▶ Text excerpt
+---+

Summer Centered: Russell Nicholson ’18 Dives into Marine Biology Research
The biology major and environmental studies minor is analyzing samples of Emiliania huxleyi at Haverford and, later, at the University of Georgia.
Diving into the deep end of oceanography, Russell Nicholson ’18 is swimming through samples in the lab this summer. The biology major and environmental studies minor from Titusville, N.J., who recently returned from studying abroad in Barbados, is pursuing his passion in marine biology in the lab of Kristin Whalen, assistant professor of biology at Haverford. He is assisting Whalen in her project trying to understand bacterial chemicals and their relationship with significant oceanic key species.
Nicholson is studying the “mechanisms of action” between bacteria and phytoplankton inside the controlled confines of the lab, analyzing collections of biological samples. Understanding these microbial interactions has important implications outside the labs of the renovated Sharpless Hall—they can help researchers understand how oceanic microbes mediate the environment and the climate. Currently, he is studying Emiliania huxleyi, a commonly found plankton species integral to many ocean environments.

+---+

▶ Dataset entries
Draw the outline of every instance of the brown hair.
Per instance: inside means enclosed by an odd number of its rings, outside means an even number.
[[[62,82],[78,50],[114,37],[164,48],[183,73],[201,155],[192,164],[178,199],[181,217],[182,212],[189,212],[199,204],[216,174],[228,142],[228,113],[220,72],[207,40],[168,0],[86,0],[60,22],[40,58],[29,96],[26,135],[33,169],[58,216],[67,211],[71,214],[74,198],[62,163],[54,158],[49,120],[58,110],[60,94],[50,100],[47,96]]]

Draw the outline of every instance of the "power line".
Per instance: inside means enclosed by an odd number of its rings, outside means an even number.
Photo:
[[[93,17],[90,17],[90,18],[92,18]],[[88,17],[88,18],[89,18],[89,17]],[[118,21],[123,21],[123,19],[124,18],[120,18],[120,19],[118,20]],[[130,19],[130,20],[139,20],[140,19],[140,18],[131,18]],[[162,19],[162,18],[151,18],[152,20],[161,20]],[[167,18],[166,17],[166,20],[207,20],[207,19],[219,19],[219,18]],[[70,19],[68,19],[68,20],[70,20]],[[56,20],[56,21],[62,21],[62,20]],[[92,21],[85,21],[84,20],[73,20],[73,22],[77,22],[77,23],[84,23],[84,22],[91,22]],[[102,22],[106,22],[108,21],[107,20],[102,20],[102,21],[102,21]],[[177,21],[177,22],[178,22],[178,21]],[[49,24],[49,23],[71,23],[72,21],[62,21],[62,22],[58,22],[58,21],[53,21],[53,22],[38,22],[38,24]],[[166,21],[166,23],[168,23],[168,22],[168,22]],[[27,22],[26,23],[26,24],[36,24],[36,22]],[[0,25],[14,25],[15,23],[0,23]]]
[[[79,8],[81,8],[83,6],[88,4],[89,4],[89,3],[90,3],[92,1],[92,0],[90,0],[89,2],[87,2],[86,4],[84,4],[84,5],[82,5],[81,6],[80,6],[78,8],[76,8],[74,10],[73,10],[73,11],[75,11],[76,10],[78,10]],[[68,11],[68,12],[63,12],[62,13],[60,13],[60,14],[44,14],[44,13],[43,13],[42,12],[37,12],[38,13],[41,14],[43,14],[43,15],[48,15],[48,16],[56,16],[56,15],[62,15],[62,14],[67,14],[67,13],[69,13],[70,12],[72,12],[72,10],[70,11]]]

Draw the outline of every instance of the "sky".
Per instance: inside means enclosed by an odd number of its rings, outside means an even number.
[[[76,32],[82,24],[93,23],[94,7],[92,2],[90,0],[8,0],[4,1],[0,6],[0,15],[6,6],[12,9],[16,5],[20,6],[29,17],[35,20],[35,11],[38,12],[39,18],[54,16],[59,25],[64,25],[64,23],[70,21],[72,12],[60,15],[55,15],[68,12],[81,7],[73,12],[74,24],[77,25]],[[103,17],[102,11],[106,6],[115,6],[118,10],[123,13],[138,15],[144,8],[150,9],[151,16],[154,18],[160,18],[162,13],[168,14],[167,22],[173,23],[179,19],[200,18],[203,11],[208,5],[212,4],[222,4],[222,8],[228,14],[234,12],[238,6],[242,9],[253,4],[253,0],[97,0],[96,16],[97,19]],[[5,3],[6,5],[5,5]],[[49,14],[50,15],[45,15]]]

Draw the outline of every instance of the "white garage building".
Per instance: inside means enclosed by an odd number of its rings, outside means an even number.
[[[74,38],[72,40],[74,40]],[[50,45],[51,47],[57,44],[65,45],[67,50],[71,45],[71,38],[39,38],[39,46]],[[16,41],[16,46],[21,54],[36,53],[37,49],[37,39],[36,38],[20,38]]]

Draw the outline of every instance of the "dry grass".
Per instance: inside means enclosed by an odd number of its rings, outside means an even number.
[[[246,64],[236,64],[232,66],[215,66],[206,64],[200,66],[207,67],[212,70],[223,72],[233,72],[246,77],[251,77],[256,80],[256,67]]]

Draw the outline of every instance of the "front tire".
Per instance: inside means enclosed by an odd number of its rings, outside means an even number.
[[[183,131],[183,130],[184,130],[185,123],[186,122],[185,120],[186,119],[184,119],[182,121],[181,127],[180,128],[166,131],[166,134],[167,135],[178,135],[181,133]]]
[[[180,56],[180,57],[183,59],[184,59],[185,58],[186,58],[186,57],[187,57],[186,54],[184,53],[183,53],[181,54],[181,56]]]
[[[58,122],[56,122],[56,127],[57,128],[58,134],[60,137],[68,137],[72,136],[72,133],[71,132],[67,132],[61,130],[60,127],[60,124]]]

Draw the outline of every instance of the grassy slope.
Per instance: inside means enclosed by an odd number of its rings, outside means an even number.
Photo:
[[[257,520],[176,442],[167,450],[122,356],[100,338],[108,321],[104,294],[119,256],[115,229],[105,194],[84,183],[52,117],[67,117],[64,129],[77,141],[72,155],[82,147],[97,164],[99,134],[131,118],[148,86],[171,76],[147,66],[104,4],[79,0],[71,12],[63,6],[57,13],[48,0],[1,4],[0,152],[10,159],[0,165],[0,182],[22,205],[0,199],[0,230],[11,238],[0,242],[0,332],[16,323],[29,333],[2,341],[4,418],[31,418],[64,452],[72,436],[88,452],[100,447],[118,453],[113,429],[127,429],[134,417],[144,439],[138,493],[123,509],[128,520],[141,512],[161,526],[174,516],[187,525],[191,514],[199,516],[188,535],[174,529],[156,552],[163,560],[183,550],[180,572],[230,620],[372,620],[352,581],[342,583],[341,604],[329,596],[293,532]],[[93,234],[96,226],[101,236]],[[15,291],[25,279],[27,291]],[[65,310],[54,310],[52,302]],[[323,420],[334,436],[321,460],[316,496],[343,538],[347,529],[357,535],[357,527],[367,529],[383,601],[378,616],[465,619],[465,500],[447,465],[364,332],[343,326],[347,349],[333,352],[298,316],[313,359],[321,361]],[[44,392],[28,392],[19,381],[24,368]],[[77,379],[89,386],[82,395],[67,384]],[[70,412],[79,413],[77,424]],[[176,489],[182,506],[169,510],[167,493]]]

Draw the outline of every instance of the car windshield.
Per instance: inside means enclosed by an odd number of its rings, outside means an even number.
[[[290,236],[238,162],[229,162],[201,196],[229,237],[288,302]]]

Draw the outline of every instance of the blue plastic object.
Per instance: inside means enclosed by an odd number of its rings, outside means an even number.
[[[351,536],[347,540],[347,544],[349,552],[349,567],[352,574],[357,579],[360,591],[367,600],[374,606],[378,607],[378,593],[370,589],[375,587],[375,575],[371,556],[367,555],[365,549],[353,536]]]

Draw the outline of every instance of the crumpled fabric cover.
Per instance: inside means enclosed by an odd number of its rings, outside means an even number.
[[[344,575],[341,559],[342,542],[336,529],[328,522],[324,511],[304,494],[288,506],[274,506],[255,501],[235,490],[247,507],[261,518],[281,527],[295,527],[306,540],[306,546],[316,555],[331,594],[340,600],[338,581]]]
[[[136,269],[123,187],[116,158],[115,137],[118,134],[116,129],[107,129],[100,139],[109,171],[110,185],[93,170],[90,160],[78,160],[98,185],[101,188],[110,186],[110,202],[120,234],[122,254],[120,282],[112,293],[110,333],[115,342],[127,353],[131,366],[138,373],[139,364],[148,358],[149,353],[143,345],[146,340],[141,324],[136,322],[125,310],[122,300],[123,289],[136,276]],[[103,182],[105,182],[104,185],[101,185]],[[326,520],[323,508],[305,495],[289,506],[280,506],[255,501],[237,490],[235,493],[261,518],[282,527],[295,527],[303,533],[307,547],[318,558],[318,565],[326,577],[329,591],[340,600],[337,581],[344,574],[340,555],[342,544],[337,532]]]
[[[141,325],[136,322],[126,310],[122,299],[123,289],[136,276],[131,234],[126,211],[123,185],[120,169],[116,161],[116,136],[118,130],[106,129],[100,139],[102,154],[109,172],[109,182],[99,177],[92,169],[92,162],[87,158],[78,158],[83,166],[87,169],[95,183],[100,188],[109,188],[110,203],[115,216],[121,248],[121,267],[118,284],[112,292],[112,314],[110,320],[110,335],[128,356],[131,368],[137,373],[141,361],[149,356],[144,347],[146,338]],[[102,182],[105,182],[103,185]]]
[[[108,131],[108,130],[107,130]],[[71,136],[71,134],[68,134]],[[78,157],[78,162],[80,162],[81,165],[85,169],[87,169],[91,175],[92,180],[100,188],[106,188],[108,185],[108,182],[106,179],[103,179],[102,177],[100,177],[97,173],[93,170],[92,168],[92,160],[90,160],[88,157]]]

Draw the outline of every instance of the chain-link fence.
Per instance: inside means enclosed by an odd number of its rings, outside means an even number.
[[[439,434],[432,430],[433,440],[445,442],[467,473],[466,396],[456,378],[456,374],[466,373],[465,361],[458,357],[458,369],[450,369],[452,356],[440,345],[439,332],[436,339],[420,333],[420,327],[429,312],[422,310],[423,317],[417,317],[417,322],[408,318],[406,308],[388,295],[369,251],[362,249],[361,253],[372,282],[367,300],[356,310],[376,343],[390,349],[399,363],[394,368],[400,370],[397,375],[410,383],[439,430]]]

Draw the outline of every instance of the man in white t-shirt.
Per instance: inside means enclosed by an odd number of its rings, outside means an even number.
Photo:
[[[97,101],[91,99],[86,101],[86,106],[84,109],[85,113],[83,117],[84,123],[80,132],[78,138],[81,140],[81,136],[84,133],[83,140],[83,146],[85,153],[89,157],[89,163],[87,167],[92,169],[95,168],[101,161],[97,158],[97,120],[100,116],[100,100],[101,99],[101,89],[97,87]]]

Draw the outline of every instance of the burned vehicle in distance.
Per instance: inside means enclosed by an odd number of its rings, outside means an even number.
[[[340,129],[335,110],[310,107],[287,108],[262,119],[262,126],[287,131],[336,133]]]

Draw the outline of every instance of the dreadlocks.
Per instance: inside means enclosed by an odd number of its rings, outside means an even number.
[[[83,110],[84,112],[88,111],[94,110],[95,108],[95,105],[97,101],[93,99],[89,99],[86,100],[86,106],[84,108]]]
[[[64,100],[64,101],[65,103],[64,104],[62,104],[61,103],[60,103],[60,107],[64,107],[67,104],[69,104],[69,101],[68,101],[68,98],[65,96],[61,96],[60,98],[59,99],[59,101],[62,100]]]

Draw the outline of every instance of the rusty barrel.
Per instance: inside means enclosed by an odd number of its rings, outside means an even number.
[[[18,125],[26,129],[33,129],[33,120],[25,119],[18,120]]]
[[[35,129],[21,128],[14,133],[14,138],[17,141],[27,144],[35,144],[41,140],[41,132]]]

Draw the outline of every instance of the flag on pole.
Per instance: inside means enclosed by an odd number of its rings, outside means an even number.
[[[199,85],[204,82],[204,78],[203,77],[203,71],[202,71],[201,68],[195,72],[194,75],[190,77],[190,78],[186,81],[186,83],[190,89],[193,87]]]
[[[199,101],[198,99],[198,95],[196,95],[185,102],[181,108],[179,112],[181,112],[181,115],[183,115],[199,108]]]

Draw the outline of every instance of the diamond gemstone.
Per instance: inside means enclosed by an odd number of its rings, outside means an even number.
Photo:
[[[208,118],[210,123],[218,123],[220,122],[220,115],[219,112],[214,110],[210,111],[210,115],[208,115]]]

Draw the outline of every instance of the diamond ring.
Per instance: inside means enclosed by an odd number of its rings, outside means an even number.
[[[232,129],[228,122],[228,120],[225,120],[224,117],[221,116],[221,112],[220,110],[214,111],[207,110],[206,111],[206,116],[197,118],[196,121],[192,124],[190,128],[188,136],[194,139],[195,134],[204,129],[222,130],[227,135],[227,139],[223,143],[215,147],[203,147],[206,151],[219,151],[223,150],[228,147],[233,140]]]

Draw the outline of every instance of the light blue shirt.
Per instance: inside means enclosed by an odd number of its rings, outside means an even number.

+---+

▶ Questions to answer
1. In the article about Russell Nicholson, whose lab is he working in this summer?
2. Shorten the paragraph that starts "Nicholson is studying the" in the article about Russell Nicholson, keeping its main facts.
3. Carry on the article about Russell Nicholson from the point where it stops.
The records are not needed for anything here.

▶ Answer list
1. He is working in the lab of Kristin Whalen, assistant professor of biology at Haverford.

2. In the lab, Nicholson is analyzing biological samples to study the "mechanisms of action" between bacteria and phytoplankton. These microbial interactions matter beyond the renovated Sharpless Hall because they help researchers understand how ocean microbes mediate the environment and climate. He is currently studying Emiliania huxleyi, a common plankton species that is integral to many ocean environments.

3.
“Phytoplankton provide us with one out of every two breaths of oxygen,” Nicholson says, and he is devoted to learning as much as he can about the massively important photosynthesizing eukaryotes.
The most exciting part of his time in lab this summer, he says, is the “element of chance”—every or any sample he pulls from the freezer may hold important answers to understanding bacteria and phytoplankton relationships.
This summer lab work will contribute to his upcoming senior thesis, which will likely involve the water microbes he is analyzing. And though Nicholson is considering a path towards graduate school, he also wants to make a difference by taking on a role in the classroom. Either way, he hopes to approach his work from the frame of “ecosystem-based management,” combining his academic interests in marine biology with his political interests in environmentalism.
“At this point, I don’t want my career to be completely filled with lab work,” he says, “In some form, I’d like to be an educator.”
For now, Nicholson, who is living in the Haverford College Apartments, will continue his lab work at Haverford before heading to Savannah, Ga. in July to work under Whalen’s colleague, Elizabeth Harvey, at the Skidaway Institute of Oceanography. His work is funded by the Marian E. Koshland Integrated Natural Sciences Center, whose Summer Scholars program is supporting his research both at Haverford and in Savannah.
-Andrew Nguyen '19
"Summer Centered" is a series exploring our students’ Center-funded summer work.